> _What is being asked_: Please repeat each entry. Match every word exactly.

> _Material for this exercise_:

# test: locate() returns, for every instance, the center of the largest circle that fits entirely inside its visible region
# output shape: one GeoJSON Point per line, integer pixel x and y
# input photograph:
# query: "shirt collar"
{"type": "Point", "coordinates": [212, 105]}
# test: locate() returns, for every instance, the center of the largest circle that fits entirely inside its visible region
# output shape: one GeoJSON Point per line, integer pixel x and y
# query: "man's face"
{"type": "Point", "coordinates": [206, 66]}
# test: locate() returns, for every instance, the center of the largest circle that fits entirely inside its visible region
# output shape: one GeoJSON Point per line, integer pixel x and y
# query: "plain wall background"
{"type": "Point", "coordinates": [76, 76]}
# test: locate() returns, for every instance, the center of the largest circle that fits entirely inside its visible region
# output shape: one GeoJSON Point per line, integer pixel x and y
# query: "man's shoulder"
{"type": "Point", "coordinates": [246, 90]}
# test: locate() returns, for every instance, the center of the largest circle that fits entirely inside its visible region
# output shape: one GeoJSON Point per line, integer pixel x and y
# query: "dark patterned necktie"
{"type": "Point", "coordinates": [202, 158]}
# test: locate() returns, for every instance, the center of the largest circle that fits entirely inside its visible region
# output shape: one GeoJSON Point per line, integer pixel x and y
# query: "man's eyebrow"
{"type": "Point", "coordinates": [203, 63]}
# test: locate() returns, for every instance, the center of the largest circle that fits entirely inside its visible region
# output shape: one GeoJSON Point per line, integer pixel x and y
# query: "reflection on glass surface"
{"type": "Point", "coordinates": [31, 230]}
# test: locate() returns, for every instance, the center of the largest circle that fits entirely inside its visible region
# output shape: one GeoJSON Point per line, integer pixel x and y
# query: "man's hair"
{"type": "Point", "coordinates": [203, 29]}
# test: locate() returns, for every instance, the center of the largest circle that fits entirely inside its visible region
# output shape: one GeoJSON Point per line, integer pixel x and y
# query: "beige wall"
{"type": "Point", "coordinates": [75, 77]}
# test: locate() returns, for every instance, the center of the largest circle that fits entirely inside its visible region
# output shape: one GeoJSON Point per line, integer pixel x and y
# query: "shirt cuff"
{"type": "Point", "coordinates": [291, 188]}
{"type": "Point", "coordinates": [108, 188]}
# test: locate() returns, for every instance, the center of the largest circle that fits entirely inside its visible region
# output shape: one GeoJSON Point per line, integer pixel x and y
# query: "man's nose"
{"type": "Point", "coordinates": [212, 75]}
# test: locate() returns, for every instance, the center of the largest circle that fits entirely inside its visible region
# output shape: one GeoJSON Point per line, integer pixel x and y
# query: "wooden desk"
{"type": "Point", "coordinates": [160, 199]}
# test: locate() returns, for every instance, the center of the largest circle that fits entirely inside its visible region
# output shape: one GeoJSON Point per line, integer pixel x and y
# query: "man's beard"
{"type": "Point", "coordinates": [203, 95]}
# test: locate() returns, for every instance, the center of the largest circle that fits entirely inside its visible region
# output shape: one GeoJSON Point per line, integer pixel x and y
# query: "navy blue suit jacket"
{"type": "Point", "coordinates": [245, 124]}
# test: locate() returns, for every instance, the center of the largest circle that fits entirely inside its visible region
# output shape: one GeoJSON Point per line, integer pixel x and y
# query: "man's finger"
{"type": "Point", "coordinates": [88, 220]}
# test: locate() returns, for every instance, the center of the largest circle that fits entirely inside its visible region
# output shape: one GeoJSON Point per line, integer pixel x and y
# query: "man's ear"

> _Answer_:
# test: locate() returns, for every instance, the center of the largest circle that fits entirely inside its visible region
# output shape: one GeoJSON Point per line, integer pixel x and y
# input photograph:
# query: "shirt collar"
{"type": "Point", "coordinates": [212, 105]}
# test: locate() returns, for every instance, the center of the largest circle that fits entirely inside its visible region
# output shape: one GeoJSON Point per line, integer pixel x and y
# query: "man's face"
{"type": "Point", "coordinates": [206, 66]}
# test: locate() returns, for every instance, the center of the largest circle that fits entirely inside its visible region
# output shape: one GeoJSON Point per line, integer pixel x and y
# query: "plain wall background"
{"type": "Point", "coordinates": [76, 76]}
# test: locate() returns, for every instance, the center of the largest circle that fits entirely inside its visible region
# output shape: one GeoJSON Point per line, integer pixel x and y
# query: "man's shoulder"
{"type": "Point", "coordinates": [246, 90]}
# test: locate() returns, for every instance, the center of the largest circle that fits entirely inside its visible region
# output shape: one GeoJSON Point per line, integer pixel x and y
# query: "dark patterned necktie"
{"type": "Point", "coordinates": [202, 158]}
# test: locate() returns, for every instance, the center of the largest circle that fits entirely inside its visible region
# output shape: one GeoJSON Point per line, integer pixel x and y
# query: "man's eyebrow"
{"type": "Point", "coordinates": [203, 63]}
# test: locate() returns, for every instance, the center of the largest circle that fits entirely inside its visible region
# output shape: one GeoJSON Point per line, integer pixel x and y
# query: "reflection on glass surface"
{"type": "Point", "coordinates": [31, 230]}
# test: locate() returns, for every instance, the center of the largest circle that fits entirely inside its visible region
# output shape: one GeoJSON Point per line, integer pixel x and y
# query: "man's hair"
{"type": "Point", "coordinates": [203, 29]}
# test: locate() returns, for every instance, the center of the largest circle that fits entirely inside its visible region
# output shape: one GeoJSON Point per line, integer pixel x and y
# query: "beige wall"
{"type": "Point", "coordinates": [75, 77]}
# test: locate() returns, for every instance, the center of the largest circle that fits entirely inside its visible region
# output shape: one GeoJSON Point per line, integer pixel x and y
# query: "shirt cuff"
{"type": "Point", "coordinates": [291, 188]}
{"type": "Point", "coordinates": [108, 188]}
# test: locate() returns, for every instance, the center of the largest circle that fits entirely inside its visible region
# output shape: one GeoJSON Point per line, integer pixel x and y
# query: "man's nose"
{"type": "Point", "coordinates": [212, 75]}
# test: locate() returns, for every instance, the center of the largest circle that fits entirely inside its visible region
# output shape: one GeoJSON Point per line, integer pixel x and y
# query: "wooden desk"
{"type": "Point", "coordinates": [160, 199]}
# test: locate() returns, for every instance, the center of the largest circle that fits entirely inside its visible region
# output shape: one GeoJSON Point per line, integer pixel x and y
# query: "man's beard"
{"type": "Point", "coordinates": [203, 95]}
# test: locate() returns, for every instance, the center of the largest circle that fits entirely inside its visible region
# output shape: one GeoJSON Point per line, integer pixel x and y
# query: "navy blue suit jacket"
{"type": "Point", "coordinates": [245, 124]}
# test: locate() returns, for every instance, the center of the largest circle that fits entirely inside its visible region
# output shape: one GeoJSON Point per line, integer pixel x and y
# query: "man's finger"
{"type": "Point", "coordinates": [88, 220]}
# test: locate() returns, for every instance, the center of the largest circle that fits entirely inside its visible region
# output shape: one GeoJSON Point per line, integer pixel x and y
# query: "man's ear"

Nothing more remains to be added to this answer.